(Entries taken from a collection)

• • • •

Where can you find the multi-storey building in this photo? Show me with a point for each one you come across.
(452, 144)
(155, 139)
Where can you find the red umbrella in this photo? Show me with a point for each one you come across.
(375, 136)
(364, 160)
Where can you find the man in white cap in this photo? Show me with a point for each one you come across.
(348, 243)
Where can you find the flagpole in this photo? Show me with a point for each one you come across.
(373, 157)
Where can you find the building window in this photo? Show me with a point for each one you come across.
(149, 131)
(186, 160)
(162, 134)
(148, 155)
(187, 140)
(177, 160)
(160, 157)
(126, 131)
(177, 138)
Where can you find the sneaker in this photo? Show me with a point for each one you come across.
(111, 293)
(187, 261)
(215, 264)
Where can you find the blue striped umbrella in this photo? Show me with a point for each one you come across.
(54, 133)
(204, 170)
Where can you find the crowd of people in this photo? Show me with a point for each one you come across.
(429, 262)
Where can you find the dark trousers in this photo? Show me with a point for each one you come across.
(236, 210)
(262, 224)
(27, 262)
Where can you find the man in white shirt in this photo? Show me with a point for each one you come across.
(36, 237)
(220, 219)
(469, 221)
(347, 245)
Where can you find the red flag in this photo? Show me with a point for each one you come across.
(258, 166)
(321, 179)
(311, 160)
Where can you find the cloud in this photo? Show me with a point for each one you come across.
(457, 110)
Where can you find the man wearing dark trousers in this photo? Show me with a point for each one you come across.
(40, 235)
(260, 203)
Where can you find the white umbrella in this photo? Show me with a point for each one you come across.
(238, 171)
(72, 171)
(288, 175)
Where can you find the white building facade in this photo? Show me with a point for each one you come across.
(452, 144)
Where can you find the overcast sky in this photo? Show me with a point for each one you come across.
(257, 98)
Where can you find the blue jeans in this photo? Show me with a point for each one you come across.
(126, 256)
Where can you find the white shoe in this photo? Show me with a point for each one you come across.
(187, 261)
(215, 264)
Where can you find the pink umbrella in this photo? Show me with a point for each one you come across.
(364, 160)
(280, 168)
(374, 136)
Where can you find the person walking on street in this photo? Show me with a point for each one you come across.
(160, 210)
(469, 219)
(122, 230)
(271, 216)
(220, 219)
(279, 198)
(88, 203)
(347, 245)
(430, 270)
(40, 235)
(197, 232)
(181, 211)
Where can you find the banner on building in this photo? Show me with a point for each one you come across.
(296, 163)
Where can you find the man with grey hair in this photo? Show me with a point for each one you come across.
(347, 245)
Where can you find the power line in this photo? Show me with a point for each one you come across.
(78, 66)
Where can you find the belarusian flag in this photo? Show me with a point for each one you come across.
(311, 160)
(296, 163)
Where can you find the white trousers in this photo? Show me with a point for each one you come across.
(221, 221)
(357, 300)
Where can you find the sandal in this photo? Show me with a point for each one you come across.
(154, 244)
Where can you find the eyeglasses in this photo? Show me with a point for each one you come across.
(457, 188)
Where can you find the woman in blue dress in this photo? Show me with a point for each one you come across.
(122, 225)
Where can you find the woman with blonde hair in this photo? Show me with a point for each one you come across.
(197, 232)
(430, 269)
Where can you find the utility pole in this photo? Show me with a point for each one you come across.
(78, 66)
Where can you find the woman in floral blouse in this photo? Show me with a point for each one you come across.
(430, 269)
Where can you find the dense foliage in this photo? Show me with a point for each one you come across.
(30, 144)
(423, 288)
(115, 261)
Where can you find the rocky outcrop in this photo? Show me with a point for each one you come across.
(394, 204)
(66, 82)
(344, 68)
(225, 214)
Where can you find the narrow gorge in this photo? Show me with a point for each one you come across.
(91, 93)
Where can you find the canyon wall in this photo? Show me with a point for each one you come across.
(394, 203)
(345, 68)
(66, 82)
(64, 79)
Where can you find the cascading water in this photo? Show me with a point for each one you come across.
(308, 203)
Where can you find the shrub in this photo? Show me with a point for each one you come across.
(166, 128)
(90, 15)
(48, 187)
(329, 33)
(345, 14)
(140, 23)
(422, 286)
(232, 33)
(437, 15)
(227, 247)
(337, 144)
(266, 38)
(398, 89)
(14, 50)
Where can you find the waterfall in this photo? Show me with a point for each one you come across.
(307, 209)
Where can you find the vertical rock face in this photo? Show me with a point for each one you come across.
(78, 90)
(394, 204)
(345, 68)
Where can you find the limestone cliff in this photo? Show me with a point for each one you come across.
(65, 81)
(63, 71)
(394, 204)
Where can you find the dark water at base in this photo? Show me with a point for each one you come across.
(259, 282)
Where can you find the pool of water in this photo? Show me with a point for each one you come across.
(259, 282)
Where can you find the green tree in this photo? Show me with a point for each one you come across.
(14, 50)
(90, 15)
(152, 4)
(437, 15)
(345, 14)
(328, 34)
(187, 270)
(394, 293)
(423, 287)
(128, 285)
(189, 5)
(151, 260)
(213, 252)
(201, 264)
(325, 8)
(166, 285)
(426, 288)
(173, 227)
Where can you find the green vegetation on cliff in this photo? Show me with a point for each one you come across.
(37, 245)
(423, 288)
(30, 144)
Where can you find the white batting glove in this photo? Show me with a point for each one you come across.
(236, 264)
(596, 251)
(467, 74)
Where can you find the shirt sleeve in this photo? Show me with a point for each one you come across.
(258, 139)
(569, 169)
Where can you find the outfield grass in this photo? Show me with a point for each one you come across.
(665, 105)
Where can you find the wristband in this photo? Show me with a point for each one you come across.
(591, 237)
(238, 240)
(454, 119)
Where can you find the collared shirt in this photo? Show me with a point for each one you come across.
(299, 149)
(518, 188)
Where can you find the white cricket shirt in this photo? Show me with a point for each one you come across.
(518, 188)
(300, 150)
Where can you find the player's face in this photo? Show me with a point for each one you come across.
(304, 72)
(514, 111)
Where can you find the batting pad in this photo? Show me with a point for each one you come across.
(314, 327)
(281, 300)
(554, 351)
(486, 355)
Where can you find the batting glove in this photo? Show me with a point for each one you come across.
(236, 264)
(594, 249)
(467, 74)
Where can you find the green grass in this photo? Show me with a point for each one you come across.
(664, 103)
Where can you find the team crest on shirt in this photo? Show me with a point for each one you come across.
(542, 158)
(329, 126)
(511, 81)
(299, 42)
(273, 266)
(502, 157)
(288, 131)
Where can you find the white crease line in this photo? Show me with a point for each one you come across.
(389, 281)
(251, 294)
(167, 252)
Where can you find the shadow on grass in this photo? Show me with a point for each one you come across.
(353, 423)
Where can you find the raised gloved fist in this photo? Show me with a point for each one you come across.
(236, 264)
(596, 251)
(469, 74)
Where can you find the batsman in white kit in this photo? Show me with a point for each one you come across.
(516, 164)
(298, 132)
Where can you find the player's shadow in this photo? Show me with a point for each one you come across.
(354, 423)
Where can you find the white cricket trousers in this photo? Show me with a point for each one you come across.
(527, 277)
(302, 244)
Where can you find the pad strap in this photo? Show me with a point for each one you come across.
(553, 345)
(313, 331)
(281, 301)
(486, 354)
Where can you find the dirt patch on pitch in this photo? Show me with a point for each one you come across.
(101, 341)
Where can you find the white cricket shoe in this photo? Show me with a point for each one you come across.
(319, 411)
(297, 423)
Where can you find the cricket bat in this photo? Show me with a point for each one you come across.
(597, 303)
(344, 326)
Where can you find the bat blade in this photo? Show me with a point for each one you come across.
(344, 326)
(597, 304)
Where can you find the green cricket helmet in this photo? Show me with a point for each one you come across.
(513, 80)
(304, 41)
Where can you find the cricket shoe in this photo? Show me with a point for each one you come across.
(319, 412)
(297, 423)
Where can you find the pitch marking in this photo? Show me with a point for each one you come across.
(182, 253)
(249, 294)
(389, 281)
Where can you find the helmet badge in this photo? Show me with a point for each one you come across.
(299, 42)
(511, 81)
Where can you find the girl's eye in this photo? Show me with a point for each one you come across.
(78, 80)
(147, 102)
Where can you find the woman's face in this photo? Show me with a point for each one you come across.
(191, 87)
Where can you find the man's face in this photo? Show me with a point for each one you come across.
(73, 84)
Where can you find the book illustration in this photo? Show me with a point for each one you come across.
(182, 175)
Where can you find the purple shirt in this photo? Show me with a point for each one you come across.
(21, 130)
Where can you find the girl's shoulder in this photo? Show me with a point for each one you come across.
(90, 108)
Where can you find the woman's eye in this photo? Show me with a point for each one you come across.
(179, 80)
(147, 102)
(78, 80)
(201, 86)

• • • •

GOAL:
Can you copy the items above word for word, starting at the line that contains "Where can you find the purple" and continuing through the last line of the items?

CORRECT ANSWER:
Where can you find the purple shirt in this photo? Show me with a point for each one you come across.
(21, 130)
Where can you find the girl's shoulder in this photo? Show me with a point for each one you come across.
(90, 108)
Where can you find the woman's eye in this photo? Show me with a point for each one you come across.
(179, 80)
(147, 102)
(78, 80)
(201, 86)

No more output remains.